» PROBLEM DESCRIPTION:
Continue the forum thread about a possibly corrupted Office 2003 installation, picking up right after its last line.
____ PASSAGE GIVEN
# All of Office Corrupted???



## PCPatrick (Aug 7, 2003)

I'm running Win XP and it appears my Office 2003 is corrupt. At first, I thought it was just an issue with Word--I was receiving error messages regarding the "normal.dot" file and my documents were "locked for editing by" both me and "another user"; however, I've spent the last day following troubleshooting and the problems still persist.

Now, I'm noticing that when I attempt to reply to an email in Outlook, I receive an error message indicating that Word is not installed or corrupt. And, I've also noticed I can no longer open images in Office Picture Manager because it has somehow suddenly "stopped working." 

Anyone know what the deal could be? I'd appreciate any help.--Patrick


----------



## Corday (Mar 3, 2010)

Try the Office Repair option if you haven't already.


----------



## macropod (Apr 11, 2008)
________
____ DATASET EXTRACT
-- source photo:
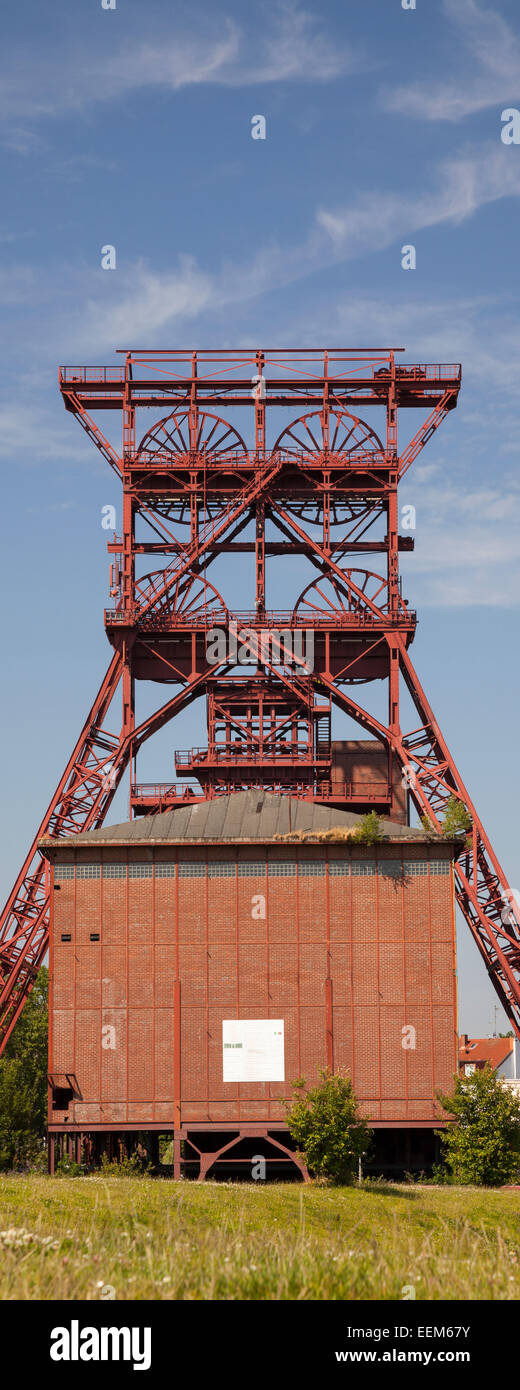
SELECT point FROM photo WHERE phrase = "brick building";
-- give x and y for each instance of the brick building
(206, 957)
________
» EXPECTED OUTPUT:
Indeed, Help|Detect & Repair from within any Office Application, or via Add/Remove Programs in the Windows Control Panel.

Another possibility is that the Temp folder has become cluttered with orphaned temporary files. To clean those up:
1. Closing all open applications:
2. Click an empty spot on the taskbar & press F3.
3. Make sure that the look in box is your primary hard drive & that "include subfolders" is ticked.
4. Type *.tmp;~*.do?;~*.wbk in the "named" box & search.
5. Delete all these files.
You may get a warning that some of this files are in use. Simply skip those and continue with the rest.


----------



## PCPatrick (Aug 7, 2003)

Corday and macropod,

Thanks for your replies. When I try the office repair, I get a Windows Installer error, saying "Error opening Windows installation log file. Verify that the specified log file location exists and is writable."

Also, when I attempt to access the look in box by clicking on the taskbar and then pressing F3, nothing is coming up. Is there another way to delete the *.tmp;~*.do?;~*.wbk files?

Thanks.--Patrick


----------



## macropod (Apr 11, 2008)

Did you ensure the look in box was pointing to your primary hard drive (presumably C:\)?


----------



## PCPatrick (Aug 7, 2003)

macropod said:


> Did you ensure the look in box was pointing to your primary hard drive (presumably C:\)?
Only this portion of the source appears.